- Text segment -
Re: Large object corruption during 'piped' pg_restore - Mailing list pgsql-general

From Tom Lane
Subject Re: Large object corruption during 'piped' pg_restore
Date
Msg-id 23205.1295565297@sss.pgh.pa.us
Whole thread Raw
In response to Re: Large object corruption during 'piped' pg_restore  (Bosco Rama <postgres@boscorama.com>)
Responses Re: Large object corruption during 'piped' pg_restore  (Vick Khera <vivek@khera.org>)
Re: Large object corruption during 'piped' pg_restore  (Bosco Rama <postgres@boscorama.com>)
List pgsql-general
Bosco Rama <postgres@boscorama.com> writes:
>>> If 'standard_conforming_strings = on' is set in our DB (which is required for
>>> our app) then the piped restore method (e.g. pg_restore -O backup.dat | psql)
>>> results in the large objects being corrupted.

> All servers and client tools involved are PG 8.4.6 on Ubuntu Server 10.04.1 LTS
> with all current updates applied.

I've been able to replicate this in 8.4; it doesn't happen in 9.0
(but probably does in all 8.x versions).

- Records -
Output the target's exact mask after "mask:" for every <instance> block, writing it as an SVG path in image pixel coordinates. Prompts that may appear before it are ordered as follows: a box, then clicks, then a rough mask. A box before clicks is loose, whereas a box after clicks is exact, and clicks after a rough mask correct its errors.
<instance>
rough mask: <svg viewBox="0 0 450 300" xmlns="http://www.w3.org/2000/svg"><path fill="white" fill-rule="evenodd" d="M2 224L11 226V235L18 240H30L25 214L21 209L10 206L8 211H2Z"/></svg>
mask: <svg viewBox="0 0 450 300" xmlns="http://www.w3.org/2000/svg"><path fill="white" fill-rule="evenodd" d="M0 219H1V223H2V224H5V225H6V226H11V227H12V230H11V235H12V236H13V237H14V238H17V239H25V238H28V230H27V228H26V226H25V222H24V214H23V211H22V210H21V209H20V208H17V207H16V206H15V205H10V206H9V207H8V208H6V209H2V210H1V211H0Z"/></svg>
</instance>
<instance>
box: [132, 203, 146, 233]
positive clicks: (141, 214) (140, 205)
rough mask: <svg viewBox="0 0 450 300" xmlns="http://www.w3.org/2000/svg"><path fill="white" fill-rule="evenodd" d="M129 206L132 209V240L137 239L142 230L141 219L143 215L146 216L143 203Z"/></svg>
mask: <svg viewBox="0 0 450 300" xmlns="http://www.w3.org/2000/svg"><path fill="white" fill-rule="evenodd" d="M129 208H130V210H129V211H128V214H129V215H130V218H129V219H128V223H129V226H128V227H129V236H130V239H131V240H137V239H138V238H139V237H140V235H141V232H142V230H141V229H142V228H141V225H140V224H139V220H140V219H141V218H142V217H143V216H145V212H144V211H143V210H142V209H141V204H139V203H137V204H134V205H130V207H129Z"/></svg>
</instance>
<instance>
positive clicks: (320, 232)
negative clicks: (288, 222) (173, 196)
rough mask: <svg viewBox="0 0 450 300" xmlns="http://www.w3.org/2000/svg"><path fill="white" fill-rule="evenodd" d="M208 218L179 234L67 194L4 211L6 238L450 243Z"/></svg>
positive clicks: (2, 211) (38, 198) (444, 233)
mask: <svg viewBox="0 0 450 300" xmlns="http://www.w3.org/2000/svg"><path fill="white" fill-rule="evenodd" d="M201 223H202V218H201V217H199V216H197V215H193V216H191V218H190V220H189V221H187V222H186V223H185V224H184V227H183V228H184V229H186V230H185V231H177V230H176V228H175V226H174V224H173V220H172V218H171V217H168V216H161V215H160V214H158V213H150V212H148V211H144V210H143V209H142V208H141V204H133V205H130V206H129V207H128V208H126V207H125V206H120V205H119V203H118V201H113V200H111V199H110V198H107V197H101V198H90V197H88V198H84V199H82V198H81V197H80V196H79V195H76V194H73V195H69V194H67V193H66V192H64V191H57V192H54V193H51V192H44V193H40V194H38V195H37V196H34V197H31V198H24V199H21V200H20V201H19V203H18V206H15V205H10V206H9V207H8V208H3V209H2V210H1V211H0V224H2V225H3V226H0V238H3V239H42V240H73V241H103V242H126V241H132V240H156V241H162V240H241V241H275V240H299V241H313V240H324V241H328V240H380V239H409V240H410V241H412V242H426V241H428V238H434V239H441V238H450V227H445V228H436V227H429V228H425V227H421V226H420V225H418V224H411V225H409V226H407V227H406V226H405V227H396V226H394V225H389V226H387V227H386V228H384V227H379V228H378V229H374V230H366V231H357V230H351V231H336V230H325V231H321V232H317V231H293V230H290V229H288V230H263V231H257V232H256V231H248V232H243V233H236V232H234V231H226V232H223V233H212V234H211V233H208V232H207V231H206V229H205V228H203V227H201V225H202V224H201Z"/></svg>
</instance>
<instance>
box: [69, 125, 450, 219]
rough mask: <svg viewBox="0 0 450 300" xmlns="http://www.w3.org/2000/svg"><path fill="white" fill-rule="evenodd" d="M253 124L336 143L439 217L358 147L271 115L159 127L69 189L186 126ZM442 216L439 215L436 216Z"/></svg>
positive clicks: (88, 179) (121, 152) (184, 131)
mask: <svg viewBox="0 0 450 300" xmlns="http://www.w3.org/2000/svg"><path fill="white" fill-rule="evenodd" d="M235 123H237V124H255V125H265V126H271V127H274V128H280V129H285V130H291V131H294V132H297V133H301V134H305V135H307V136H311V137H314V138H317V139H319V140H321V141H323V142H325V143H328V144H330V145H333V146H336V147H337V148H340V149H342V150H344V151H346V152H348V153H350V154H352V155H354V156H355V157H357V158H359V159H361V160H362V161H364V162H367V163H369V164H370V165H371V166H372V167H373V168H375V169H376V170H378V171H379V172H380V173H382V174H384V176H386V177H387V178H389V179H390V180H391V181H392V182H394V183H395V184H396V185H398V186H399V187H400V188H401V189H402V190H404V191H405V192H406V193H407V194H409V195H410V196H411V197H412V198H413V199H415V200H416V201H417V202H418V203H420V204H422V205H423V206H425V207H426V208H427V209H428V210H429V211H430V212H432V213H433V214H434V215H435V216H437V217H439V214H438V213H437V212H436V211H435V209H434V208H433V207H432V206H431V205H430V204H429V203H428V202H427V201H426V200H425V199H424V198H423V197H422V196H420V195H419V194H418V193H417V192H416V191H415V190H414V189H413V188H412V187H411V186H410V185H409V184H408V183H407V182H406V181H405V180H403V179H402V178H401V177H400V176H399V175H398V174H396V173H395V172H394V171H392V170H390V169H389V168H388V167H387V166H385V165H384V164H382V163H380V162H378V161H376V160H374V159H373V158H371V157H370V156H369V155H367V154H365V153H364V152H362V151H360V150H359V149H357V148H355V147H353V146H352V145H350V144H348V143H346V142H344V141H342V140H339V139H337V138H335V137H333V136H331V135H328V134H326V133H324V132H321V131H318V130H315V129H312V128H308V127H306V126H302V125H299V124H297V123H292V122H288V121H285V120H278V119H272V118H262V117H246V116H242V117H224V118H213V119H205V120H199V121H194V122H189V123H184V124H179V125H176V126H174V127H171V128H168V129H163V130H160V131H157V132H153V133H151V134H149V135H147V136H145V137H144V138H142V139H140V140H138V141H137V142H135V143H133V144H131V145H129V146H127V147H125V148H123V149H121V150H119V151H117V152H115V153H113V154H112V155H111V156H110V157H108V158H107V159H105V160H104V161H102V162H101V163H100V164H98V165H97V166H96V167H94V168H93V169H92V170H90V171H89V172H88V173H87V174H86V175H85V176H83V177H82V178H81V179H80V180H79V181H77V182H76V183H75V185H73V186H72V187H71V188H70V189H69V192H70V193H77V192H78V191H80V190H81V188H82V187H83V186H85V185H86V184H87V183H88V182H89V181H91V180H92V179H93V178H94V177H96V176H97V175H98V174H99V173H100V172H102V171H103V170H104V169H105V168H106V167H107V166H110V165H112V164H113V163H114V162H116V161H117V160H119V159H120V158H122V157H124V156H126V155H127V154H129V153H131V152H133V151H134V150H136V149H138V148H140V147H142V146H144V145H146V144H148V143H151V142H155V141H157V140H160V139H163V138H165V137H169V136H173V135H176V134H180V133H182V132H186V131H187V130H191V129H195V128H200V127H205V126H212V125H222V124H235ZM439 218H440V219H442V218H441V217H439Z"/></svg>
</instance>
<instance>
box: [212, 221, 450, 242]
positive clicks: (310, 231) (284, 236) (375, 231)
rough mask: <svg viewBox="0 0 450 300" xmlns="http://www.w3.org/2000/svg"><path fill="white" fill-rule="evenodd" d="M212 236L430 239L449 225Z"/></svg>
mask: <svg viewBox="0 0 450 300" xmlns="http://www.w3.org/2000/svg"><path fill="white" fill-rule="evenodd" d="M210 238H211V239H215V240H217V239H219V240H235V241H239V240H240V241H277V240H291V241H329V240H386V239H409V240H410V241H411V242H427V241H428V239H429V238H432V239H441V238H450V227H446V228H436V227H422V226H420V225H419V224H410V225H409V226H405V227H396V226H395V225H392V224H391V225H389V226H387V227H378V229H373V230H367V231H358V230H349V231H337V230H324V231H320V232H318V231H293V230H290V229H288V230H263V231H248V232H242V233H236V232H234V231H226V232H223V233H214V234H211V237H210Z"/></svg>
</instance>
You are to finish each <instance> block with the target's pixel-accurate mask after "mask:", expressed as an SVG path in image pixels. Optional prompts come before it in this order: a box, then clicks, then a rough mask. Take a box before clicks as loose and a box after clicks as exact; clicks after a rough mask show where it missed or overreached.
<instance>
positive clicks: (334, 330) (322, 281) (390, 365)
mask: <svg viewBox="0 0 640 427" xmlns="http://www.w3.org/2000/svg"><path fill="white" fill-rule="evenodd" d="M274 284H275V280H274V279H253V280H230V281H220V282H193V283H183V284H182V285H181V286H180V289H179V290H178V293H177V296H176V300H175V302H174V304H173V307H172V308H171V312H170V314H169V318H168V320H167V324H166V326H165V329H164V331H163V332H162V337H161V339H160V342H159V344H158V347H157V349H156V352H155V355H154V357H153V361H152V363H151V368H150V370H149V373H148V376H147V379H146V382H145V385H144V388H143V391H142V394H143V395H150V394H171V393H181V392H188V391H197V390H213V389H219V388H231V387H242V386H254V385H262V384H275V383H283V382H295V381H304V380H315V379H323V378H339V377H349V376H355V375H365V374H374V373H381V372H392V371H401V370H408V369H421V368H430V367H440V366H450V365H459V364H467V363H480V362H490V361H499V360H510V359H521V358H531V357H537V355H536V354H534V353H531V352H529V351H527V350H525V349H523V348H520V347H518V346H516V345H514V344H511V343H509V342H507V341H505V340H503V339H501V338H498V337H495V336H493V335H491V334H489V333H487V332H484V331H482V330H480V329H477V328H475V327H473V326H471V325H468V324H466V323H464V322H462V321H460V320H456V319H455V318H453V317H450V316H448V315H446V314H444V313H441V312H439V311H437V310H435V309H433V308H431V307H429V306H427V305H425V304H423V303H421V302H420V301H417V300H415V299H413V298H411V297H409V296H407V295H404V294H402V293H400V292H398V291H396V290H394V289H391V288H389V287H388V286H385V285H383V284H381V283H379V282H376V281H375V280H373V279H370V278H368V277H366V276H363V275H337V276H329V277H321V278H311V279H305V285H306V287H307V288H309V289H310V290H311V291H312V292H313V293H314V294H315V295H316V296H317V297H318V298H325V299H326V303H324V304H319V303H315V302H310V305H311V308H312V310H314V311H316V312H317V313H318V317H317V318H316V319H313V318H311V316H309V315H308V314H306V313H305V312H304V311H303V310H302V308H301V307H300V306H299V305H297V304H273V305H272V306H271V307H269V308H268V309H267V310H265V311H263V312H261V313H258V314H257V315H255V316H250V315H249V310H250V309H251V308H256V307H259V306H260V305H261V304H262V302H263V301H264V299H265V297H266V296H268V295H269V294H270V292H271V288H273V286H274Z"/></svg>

- Study questions -
[a] In the message about large object corruption during piped pg_restore, which PostgreSQL version does the reply say is not affected?
[b] According to the message about large object corruption during piped pg_restore, why does the database have standard_conforming_strings set to on?
[c] Summarize the message about large object corruption during piped pg_restore in two sentences.

- Set of answers -
[a] Version 9.0.

[b] The setting is on because the poster's application requires it.

[c] Bosco Rama reports that with standard_conforming_strings set to on, which their application requires, a piped restore such as pg_restore -O backup.dat | psql corrupts large objects, with all servers and client tools on PG 8.4.6 under Ubuntu Server 10.04.1 LTS. Tom Lane replies that he could replicate this in 8.4 but not in 9.0, and that it probably happens in all 8.x versions.